EXERCISE BRIEF: Convert every line of the listing below into a Markdown table with a "Row" column numbering the lines and a "Line" column holding each one. Omit blank lines.

Segmentation dataset excerpts:
++++++

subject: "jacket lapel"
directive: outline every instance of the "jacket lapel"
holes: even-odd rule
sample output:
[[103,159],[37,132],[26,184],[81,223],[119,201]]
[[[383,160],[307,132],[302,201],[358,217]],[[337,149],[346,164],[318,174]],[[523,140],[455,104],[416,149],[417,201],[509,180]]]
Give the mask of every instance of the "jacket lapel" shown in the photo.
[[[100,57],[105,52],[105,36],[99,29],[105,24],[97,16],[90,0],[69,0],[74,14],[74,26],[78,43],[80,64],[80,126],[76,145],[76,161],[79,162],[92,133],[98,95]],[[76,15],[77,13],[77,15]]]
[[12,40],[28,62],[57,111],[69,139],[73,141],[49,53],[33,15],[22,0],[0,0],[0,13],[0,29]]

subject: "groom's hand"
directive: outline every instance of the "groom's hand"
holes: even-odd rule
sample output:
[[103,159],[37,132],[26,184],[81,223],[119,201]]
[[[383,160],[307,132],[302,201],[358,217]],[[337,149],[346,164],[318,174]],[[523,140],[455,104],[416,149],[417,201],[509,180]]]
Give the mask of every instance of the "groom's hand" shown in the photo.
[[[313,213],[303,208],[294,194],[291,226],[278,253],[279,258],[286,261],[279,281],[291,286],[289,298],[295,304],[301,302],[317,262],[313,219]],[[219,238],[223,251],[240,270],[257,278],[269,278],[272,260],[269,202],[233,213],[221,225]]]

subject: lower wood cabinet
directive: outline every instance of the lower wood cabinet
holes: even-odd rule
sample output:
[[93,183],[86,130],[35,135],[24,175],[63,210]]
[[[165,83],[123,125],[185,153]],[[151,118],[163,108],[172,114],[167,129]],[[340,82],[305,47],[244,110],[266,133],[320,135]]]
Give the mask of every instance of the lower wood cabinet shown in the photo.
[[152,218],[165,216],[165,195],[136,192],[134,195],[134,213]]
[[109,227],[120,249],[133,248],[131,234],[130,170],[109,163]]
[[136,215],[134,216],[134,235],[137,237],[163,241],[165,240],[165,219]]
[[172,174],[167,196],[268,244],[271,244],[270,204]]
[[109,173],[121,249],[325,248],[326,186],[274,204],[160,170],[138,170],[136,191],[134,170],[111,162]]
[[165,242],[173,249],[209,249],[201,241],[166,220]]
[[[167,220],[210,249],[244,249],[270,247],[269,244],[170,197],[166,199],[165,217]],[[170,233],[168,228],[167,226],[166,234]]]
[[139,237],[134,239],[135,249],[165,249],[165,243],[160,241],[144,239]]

++++++

COMPLETE RESPONSE:
| Row | Line |
|---|---|
| 1 | subject: "jacket lapel" |
| 2 | directive: outline every instance of the "jacket lapel" |
| 3 | holes: even-odd rule |
| 4 | sample output: |
| 5 | [[103,159],[37,132],[26,184],[81,223],[119,201]] |
| 6 | [[[383,160],[307,132],[302,201],[358,217]],[[337,149],[346,164],[318,174]],[[523,140],[455,104],[416,149],[417,201],[509,180]]] |
| 7 | Give the mask of every instance of the "jacket lapel" shown in the photo. |
| 8 | [[[100,57],[105,52],[105,36],[99,29],[105,24],[97,16],[90,0],[69,0],[74,14],[74,26],[78,43],[80,64],[80,126],[76,145],[76,161],[79,162],[92,133],[98,95]],[[76,15],[77,13],[77,15]]] |
| 9 | [[12,40],[28,62],[57,111],[69,139],[73,141],[49,53],[33,15],[22,0],[0,0],[0,13],[0,29]] |
| 10 | subject: "groom's hand" |
| 11 | directive: outline every instance of the "groom's hand" |
| 12 | holes: even-odd rule |
| 13 | sample output: |
| 14 | [[103,159],[37,132],[26,184],[81,223],[119,201]] |
| 15 | [[[383,160],[307,132],[302,201],[358,217]],[[337,149],[346,164],[318,174]],[[523,140],[455,104],[416,149],[417,201],[509,180]]] |
| 16 | Give the mask of every instance of the "groom's hand" shown in the photo. |
| 17 | [[[313,213],[303,208],[294,194],[291,226],[278,253],[279,258],[286,261],[279,281],[291,286],[289,298],[295,304],[301,302],[317,262],[313,219]],[[219,238],[223,251],[240,270],[257,278],[269,278],[272,260],[269,202],[233,213],[221,225]]] |
| 18 | subject: lower wood cabinet |
| 19 | directive: outline every instance of the lower wood cabinet |
| 20 | holes: even-odd rule |
| 21 | sample output: |
| 22 | [[93,183],[86,130],[35,135],[24,175],[63,210]] |
| 23 | [[[165,83],[123,125],[185,153]],[[151,118],[163,108],[172,114],[167,129]],[[340,82],[305,47],[244,110],[266,133],[320,135]]] |
| 24 | Give the mask of every instance of the lower wood cabinet shown in the photo. |
| 25 | [[152,218],[165,216],[165,195],[136,192],[134,195],[134,213]] |
| 26 | [[109,227],[120,249],[133,248],[131,234],[130,170],[109,163]] |
| 27 | [[136,215],[134,216],[134,235],[137,237],[163,241],[165,240],[165,219]] |
| 28 | [[172,174],[167,196],[268,244],[271,244],[270,204]] |
| 29 | [[109,173],[121,249],[325,248],[326,186],[274,204],[160,170],[138,170],[136,191],[134,170],[111,162]] |
| 30 | [[165,242],[173,249],[209,249],[201,241],[166,220]] |
| 31 | [[[167,220],[210,249],[244,249],[270,247],[269,244],[170,197],[166,199],[165,217]],[[170,233],[168,228],[167,226],[166,234]]] |
| 32 | [[139,237],[134,239],[135,249],[165,249],[165,243],[160,241],[144,239]] |